The Will of Congress

“I think the regulatory staff at CMS believe their hands are tied,” he continued. “They believe there is no other way to interpret the statute. But Congress could never have intended such a Draconian result simply because a laboratory worker was treating PT specimens the same as they regularly treat other specimens. So, in that sense, it’s a good test case to bring before a federal judge.

“CMS recognizes its role in implementing the will of Congress and the law says an intentional referral of a PT specimen results in revocation of the lab’s CLIA certificate,” he added. “But at some point, a federal court is going to have to figure out what Congress meant by ‘an intentional referral.’ What I think Congress meant by ‘an intentional referral’ is very different from what the staff at CMS believe.

“In January, the U.S. District Court for the Central District of California granted the hospital a preliminary injunction against CMS while lawyers for both sides argue the merits of CMS’ action before an administrative law judge,” explained Hooper. “The administrative law judge is expected to rule in favor of CMS. When that happens, the laboratory is likely to again face the immediate threat of losing its CLIA license.

Hearing Is Pending

“During the time the hearing on the CLIA revocation is pending before the administrative law judge, the revocation does not go into effect,” Hooper said. “That means the hospital can operate as if nothing has happened. Based on case law that’s been developed over the years, I am not optimistic about winning at the administrative hearing level. And, the government has filed a motion for summary judgment.

(DATA SECTION)
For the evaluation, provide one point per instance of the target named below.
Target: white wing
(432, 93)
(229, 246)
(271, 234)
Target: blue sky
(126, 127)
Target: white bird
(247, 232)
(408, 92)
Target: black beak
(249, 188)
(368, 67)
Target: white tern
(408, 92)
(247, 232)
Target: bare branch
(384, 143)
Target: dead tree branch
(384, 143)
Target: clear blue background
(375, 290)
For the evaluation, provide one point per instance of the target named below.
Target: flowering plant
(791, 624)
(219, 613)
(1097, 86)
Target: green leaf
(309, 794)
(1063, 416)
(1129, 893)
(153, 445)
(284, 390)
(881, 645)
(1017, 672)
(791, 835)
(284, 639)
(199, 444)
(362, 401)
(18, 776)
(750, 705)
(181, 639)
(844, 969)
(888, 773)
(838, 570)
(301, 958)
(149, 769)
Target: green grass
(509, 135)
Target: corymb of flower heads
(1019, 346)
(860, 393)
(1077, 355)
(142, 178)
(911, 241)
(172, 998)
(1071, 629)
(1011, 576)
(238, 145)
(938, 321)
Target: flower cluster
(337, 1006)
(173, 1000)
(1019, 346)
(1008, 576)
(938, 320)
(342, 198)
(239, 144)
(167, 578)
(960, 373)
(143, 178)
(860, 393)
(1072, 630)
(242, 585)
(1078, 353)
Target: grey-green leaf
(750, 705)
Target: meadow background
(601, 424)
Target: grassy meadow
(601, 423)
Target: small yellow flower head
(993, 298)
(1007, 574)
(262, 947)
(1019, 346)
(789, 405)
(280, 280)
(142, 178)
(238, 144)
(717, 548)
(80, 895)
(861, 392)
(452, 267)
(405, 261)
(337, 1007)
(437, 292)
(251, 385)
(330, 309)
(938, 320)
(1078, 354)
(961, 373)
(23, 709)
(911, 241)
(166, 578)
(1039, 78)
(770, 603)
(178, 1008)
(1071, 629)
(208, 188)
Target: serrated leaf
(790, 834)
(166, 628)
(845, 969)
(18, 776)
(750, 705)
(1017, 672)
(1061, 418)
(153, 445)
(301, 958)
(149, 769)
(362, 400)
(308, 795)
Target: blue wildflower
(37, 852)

---

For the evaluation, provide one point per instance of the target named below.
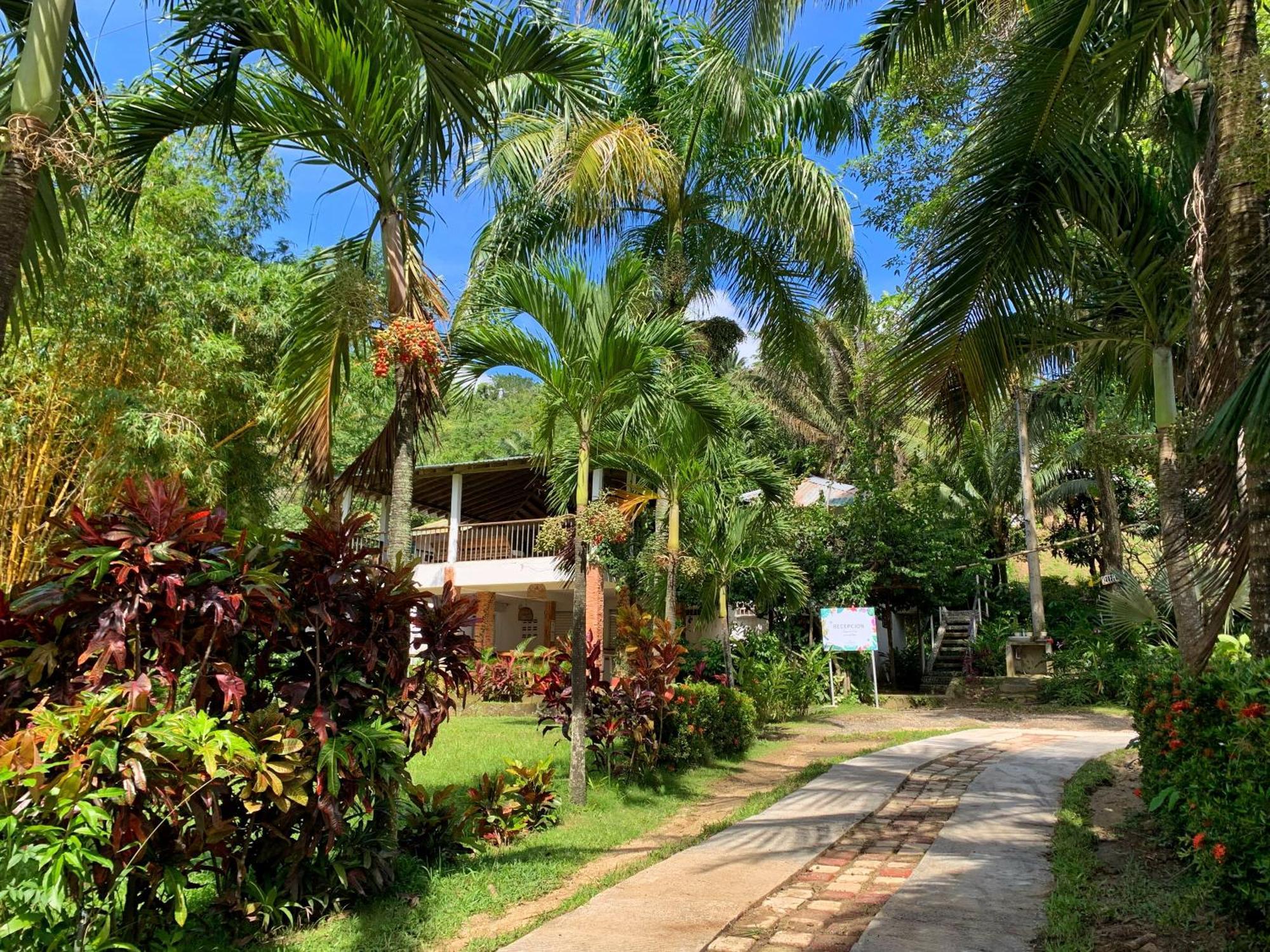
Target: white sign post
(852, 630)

(WHAT IS BEING ASKED)
Extend the passage on the hospital laboratory's CLIA revocation dispute with CMS, starting after its final sentence. The material has no connection to the text about the CLIA revocation dispute.

(TASK RESPONSE)
“But I do believe that when a federal judge looks at this, he or she will have a different viewpoint,” Hooper explained. “That’s where the case will go next—assuming the administrative law judge upholds what CMS has done, since they almost always rule in favor of CMS. Once that ruling is made, we must go to a departmental appeals board at the federal Department of Health & Human Services.

Revocation Still Possible

“That’s the stage when it becomes a bit complicated,” continued Hooper. “If the appeals board upholds CMS’ decision, CMS will move to revoke the CLIA certificate again. So, we will need to go to the Ninth Circuit Court of Appeals in San Francisco and convince the circuit court to do what the district court has done— which is to keep the hospital operating while this action is pending.

“Essentially, what the district court did was issue an injunction stopping CMS from canceling Medicare and Medicaid payments for laboratory services,” he said. “Victor Valley Community Hospital (VVCH) is a nonprofit hospital that is just barely getting by. If they lose their laboratory license, it will be difficult to survive.”

When CMS learned of the PT violation, at the VVCH laboratory, it said it would withhold revoking the CLIA certificate if the hospital requested an administrative hearing. But CMS also said it would stop paying the hospital for Medicare and Medi-Cal clinical laboratory services.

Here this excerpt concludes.